The required output consists solely of the lines from the line containing "# find every instance of the bed" through the end of the records, copied exactly.

[Data entries]
++++

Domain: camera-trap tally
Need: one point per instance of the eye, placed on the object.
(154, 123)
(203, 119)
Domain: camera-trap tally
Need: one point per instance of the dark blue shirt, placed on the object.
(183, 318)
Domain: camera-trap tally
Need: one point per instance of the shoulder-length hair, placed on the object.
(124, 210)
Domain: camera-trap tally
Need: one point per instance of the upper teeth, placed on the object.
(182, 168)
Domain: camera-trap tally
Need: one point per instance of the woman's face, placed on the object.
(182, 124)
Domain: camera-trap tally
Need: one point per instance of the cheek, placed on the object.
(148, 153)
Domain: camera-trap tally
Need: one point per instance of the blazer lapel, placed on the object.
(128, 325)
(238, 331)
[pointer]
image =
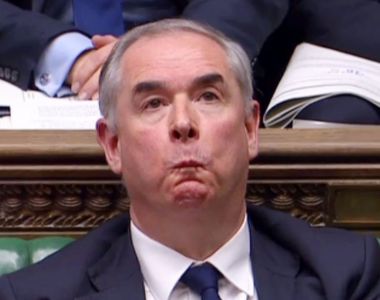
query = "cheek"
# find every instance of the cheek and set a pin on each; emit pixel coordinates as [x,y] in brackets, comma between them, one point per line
[141,151]
[232,139]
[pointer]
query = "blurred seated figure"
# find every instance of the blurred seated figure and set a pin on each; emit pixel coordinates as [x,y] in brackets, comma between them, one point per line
[59,46]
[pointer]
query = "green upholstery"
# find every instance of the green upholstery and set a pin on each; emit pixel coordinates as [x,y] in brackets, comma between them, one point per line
[16,253]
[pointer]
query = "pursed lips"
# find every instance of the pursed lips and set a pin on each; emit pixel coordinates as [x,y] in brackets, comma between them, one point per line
[187,170]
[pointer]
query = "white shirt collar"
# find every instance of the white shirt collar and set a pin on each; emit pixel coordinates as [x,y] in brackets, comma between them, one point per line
[157,261]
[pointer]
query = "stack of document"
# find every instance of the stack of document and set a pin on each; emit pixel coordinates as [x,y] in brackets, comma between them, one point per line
[316,73]
[34,110]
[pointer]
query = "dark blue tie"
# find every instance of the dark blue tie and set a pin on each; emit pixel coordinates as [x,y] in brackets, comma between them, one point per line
[99,16]
[203,280]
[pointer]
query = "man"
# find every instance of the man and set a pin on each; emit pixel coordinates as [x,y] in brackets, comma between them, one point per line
[52,45]
[180,128]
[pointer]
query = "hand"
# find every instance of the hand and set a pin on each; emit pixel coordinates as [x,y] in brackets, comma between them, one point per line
[84,74]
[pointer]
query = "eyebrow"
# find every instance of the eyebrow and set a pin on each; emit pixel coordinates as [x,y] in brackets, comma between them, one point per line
[149,86]
[208,79]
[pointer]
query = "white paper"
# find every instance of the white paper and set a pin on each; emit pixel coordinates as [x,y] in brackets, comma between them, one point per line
[35,110]
[316,73]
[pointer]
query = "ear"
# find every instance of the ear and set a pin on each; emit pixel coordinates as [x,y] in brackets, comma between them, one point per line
[107,138]
[252,122]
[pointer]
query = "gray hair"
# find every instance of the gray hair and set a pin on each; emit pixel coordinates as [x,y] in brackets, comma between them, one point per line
[110,77]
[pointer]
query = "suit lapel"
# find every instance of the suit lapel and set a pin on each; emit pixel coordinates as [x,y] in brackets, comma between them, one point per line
[274,267]
[117,275]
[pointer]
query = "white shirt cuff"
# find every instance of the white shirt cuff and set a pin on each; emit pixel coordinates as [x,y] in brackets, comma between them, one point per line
[57,59]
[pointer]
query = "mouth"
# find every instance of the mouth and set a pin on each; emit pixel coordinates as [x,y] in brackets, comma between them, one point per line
[188,164]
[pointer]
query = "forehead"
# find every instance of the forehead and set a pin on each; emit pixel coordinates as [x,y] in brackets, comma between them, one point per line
[174,55]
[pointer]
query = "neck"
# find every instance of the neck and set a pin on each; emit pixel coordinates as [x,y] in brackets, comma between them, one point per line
[197,234]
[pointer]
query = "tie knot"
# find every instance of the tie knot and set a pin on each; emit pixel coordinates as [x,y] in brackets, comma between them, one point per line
[202,279]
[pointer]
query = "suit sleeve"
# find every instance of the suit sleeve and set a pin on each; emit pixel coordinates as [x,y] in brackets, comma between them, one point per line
[248,22]
[368,286]
[23,37]
[345,25]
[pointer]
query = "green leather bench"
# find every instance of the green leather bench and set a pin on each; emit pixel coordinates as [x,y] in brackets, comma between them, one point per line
[16,253]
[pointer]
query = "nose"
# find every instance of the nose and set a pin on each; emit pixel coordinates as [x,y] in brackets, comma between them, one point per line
[183,122]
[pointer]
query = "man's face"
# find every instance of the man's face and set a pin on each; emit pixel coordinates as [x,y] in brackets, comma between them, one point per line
[183,140]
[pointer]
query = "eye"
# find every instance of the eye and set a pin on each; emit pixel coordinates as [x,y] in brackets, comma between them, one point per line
[153,103]
[209,96]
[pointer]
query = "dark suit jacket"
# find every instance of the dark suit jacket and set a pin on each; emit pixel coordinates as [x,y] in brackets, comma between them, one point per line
[290,260]
[25,34]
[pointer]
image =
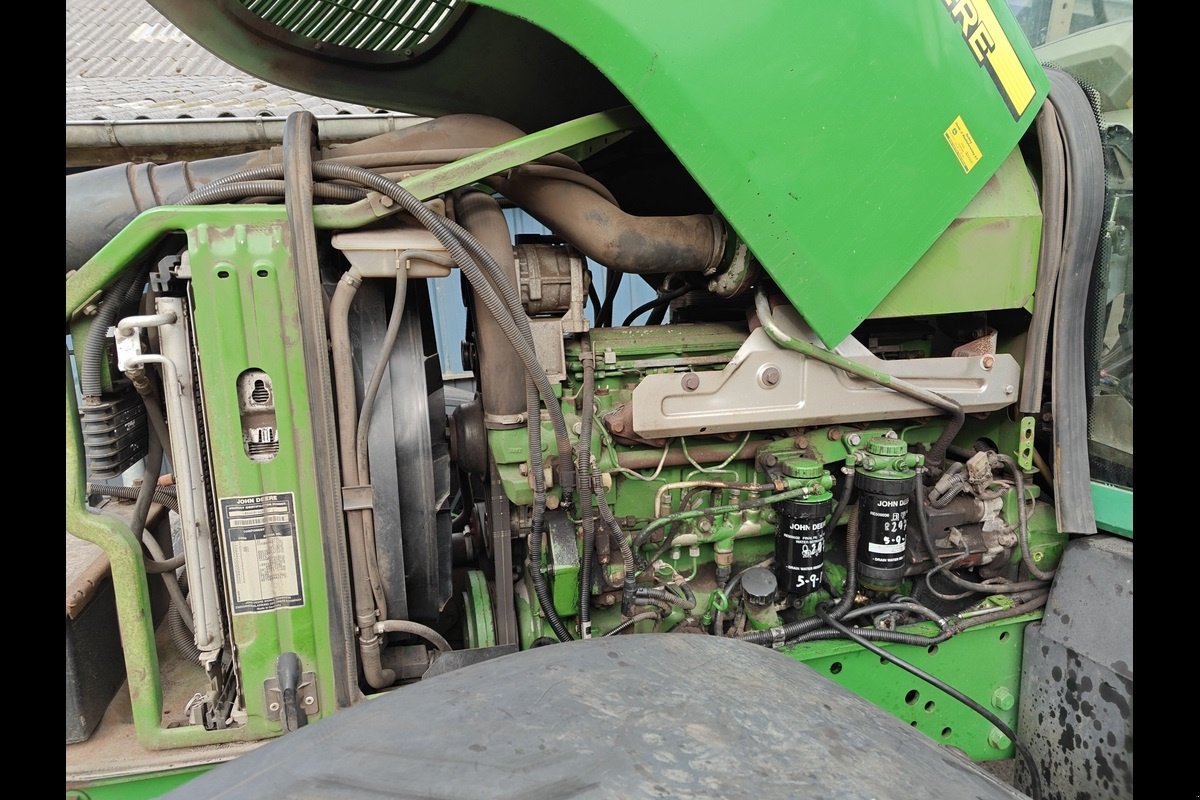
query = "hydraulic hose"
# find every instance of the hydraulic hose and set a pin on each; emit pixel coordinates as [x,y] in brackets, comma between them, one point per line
[634,620]
[712,511]
[181,637]
[90,383]
[364,426]
[414,629]
[539,515]
[654,304]
[1031,764]
[583,471]
[1024,516]
[627,552]
[879,608]
[298,176]
[163,495]
[227,191]
[369,589]
[669,597]
[502,383]
[169,581]
[936,456]
[927,537]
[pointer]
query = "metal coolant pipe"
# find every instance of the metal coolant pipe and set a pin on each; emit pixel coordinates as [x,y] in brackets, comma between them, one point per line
[101,202]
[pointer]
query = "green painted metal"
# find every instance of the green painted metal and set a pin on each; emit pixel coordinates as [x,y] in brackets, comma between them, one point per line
[136,787]
[247,318]
[113,536]
[1047,543]
[889,459]
[1114,509]
[478,611]
[1025,444]
[984,662]
[987,259]
[826,205]
[522,150]
[490,162]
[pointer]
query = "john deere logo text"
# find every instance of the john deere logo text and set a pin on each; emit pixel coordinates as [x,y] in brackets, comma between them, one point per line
[990,47]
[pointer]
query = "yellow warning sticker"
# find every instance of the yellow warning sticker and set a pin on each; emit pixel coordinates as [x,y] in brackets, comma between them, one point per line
[963,144]
[991,49]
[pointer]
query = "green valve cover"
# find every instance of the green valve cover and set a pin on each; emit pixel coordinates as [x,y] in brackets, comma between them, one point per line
[885,446]
[838,139]
[803,468]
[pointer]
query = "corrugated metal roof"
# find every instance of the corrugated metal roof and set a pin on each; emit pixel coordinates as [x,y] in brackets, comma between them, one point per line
[125,61]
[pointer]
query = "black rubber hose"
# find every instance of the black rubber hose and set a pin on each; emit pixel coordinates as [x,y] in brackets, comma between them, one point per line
[90,383]
[583,471]
[900,637]
[183,638]
[468,253]
[634,620]
[612,284]
[654,304]
[163,495]
[792,630]
[667,596]
[298,175]
[539,515]
[936,455]
[627,552]
[879,608]
[240,190]
[1036,786]
[1024,516]
[664,606]
[597,304]
[875,635]
[927,537]
[501,377]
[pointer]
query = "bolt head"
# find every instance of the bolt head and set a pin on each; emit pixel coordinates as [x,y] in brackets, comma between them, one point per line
[997,739]
[1002,698]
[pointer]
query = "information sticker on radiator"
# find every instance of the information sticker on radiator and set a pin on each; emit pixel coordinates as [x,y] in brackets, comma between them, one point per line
[262,552]
[963,144]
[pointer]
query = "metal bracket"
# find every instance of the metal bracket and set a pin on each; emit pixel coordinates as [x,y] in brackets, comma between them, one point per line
[357,498]
[547,343]
[766,386]
[1025,444]
[306,692]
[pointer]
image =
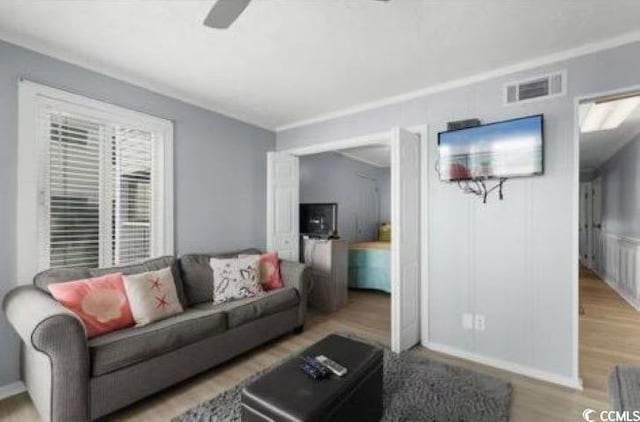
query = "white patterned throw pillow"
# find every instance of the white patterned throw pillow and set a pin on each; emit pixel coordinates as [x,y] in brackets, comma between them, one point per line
[152,296]
[235,278]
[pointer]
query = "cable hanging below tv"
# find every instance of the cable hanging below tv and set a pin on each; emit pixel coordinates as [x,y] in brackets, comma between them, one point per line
[495,151]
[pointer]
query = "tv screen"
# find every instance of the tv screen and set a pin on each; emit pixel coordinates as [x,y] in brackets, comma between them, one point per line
[512,148]
[318,219]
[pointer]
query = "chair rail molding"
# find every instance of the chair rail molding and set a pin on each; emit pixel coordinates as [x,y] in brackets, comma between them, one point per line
[620,265]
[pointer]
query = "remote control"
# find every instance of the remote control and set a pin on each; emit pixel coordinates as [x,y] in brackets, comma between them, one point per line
[336,368]
[313,368]
[311,371]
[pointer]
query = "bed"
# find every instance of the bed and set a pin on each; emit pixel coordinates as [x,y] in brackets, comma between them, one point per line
[370,266]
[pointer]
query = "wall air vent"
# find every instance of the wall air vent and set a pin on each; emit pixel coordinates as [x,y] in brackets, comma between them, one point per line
[546,86]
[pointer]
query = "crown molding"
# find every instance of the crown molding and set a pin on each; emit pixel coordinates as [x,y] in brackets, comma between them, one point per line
[362,160]
[627,38]
[61,54]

++++

**Exercise answer**:
# find every instance of the bed and set a pin on each; emit pixel coordinates as [x,y] in brackets, comma between them, one point per line
[370,266]
[pointer]
query = "wall air vent"
# find every instance of the wall air vent and set a pin on each; emit pixel coordinates as [x,y] in brackets, comma between them, one point per line
[546,86]
[pointer]
query = "crown molding"
# find every instance of the crown molding and set a pin on each; emit pixel coordinates as [x,y] in brackets, comma between them, one point per line
[362,160]
[627,38]
[61,54]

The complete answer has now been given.